**Information supplied**
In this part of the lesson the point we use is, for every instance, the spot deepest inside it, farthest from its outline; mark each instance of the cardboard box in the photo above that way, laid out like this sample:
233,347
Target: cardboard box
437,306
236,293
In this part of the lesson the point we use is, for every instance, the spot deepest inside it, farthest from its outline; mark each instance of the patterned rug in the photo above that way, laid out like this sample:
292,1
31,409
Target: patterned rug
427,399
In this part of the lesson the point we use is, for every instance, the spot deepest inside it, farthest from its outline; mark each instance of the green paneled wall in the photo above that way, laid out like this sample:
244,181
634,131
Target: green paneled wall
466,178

...

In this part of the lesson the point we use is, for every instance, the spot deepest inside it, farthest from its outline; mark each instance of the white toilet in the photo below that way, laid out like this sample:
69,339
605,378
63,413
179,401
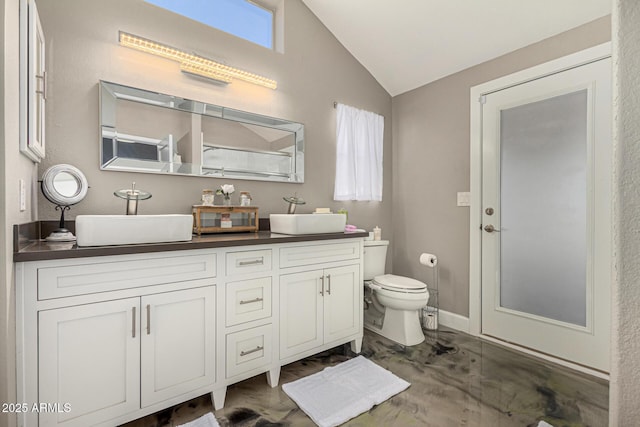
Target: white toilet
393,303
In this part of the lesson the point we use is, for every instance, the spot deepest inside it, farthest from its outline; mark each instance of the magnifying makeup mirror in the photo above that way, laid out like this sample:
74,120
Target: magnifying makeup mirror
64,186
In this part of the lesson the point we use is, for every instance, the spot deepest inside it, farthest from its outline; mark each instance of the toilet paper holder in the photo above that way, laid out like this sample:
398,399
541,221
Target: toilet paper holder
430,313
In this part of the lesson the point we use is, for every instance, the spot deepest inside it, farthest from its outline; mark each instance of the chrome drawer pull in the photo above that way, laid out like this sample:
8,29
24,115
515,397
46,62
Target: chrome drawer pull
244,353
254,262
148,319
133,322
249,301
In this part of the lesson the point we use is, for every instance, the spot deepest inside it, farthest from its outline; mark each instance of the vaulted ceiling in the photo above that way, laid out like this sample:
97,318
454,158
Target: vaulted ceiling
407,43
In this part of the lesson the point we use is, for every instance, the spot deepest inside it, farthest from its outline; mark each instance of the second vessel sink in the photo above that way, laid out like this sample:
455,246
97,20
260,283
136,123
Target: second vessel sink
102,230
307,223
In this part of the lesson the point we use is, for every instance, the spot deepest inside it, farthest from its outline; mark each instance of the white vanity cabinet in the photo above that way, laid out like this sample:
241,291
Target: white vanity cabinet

**What is needed**
If a line in the entries contains the word "cabinet", copy that line out.

**Answer below**
In this part of the lesson the point we use is, for every instance, the spot deepest inside it, farthest from its outline; mark each instance of the white vanity cabinet in the photo above that way, laid out like this sample:
Target: white vanity cabinet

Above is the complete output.